> _EXCERPTED TEXT_:
[PATCH v3] drm/panthor: Fix UAF race between device unplug and FW event processing

Ketil Johnsen posted 1 patch 3 months, 1 week ago
drivers/gpu/drm/panthor/panthor_sched.c | 1 +
1 file changed, 1 insertion(+)
[PATCH v3] drm/panthor: Fix UAF race between device unplug and FW event processing
Posted by Ketil Johnsen 3 months, 1 week ago
The function panthor_fw_unplug() will free the FW memory sections.
The problem is that there could still be pending FW events which are yet
not handled at this point. process_fw_events_work() can in this case try
to access said freed memory.

Simply call disable_work_sync() to both drain and prevent future
invocation of process_fw_events_work().

Signed-off-by: Ketil Johnsen <ketil.johnsen@arm.com>
Fixes: de85488138247 ("drm/panthor: Add the scheduler logical block")
---
v2:
- Followed Boris's advice and handle the race purely within the
  scheduler block (by adding a destroyed state)

v3:
- New approach, one single call to disable_work_sync()

> _PROVIDED DATA_:
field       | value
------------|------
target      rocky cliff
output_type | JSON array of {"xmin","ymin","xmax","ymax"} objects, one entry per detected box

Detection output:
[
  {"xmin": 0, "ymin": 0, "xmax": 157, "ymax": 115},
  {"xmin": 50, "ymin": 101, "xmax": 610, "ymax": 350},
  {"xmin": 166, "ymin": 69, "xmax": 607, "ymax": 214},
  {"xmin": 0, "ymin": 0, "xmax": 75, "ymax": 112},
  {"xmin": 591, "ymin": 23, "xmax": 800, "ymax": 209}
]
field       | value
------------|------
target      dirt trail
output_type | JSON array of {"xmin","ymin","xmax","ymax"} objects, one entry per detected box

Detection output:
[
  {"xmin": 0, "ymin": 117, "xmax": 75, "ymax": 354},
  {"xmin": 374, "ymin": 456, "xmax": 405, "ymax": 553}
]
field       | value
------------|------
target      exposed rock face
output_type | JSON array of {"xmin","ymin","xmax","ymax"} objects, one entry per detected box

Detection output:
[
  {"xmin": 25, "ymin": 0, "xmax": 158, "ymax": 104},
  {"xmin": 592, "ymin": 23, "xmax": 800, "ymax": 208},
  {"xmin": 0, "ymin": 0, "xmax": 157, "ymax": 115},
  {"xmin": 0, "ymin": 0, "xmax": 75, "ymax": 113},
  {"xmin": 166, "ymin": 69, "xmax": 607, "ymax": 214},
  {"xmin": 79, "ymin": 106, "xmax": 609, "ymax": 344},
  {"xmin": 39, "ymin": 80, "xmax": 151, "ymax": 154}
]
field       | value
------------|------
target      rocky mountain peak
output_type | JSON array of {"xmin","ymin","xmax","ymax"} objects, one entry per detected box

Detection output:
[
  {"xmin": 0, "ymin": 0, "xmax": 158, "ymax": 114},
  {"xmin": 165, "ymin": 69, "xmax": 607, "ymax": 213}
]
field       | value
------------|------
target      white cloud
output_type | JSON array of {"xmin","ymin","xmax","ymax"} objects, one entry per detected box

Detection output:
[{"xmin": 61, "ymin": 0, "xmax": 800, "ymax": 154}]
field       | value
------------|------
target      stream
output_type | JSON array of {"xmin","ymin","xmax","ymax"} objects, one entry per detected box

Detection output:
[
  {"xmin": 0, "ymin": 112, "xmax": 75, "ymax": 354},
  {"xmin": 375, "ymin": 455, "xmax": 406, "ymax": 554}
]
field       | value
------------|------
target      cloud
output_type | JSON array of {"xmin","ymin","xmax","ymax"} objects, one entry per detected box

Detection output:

> _WRITTEN PROBLEM 1_: Reproduce everything in the panthor patch from "The problem is" down to "said freed memory.", changing "pending" to "queued".
> _WRITTEN PROBLEM 2_: List every distinct function named in the panthor patch.
> _WRITTEN PROBLEM 3_: Carry on with the panthor patch from where it stops.

> _RESPONSE 1_:
The problem is that there could still be queued FW events which are yet
not handled at this point. process_fw_events_work() can in this case try
to access said freed memory.

> _RESPONSE 2_:
panthor_fw_unplug()
process_fw_events_work()
disable_work_sync()

> _RESPONSE 3_:
---
 drivers/gpu/drm/panthor/panthor_sched.c | 1 +
 1 file changed, 1 insertion(+)

diff --git a/drivers/gpu/drm/panthor/panthor_sched.c b/drivers/gpu/drm/panthor/panthor_sched.c
index 0cc9055f4ee52..b7595beaa0205 100644
--- a/drivers/gpu/drm/panthor/panthor_sched.c
+++ b/drivers/gpu/drm/panthor/panthor_sched.c
@@ -3880,6 +3880,7 @@ void panthor_sched_unplug(struct panthor_device *ptdev)
 	struct panthor_scheduler *sched = ptdev->scheduler;
 
 	cancel_delayed_work_sync(&sched->tick_work);
+	disable_work_sync(&sched->fw_events_work);
 
 	mutex_lock(&sched->lock);
 	if (sched->pm.has_ref) {
-- 
2.47.2
Re: [PATCH v3] drm/panthor: Fix UAF race between device unplug and FW event processing
Posted by Liviu Dudau 3 months ago
On Mon, Oct 27, 2025 at 03:02:15PM +0100, Ketil Johnsen wrote:
> The function panthor_fw_unplug() will free the FW memory sections.
> The problem is that there could still be pending FW events which are yet
> not handled at this point. process_fw_events_work() can in this case try
> to access said freed memory.
> 
> Simply call disable_work_sync() to both drain and prevent future
> invocation of process_fw_events_work().
> 
> Signed-off-by: Ketil Johnsen <ketil.johnsen@arm.com>
> Fixes: de85488138247 ("drm/panthor: Add the scheduler logical block")

Pushed to drm-misc-next.

Best regards,
Liviu

> ---
> v2:
> - Followed Boris's advice and handle the race purely within the
>   scheduler block (by adding a destroyed state)
> 
> v3:
> - New approach, one single call to disable_work_sync()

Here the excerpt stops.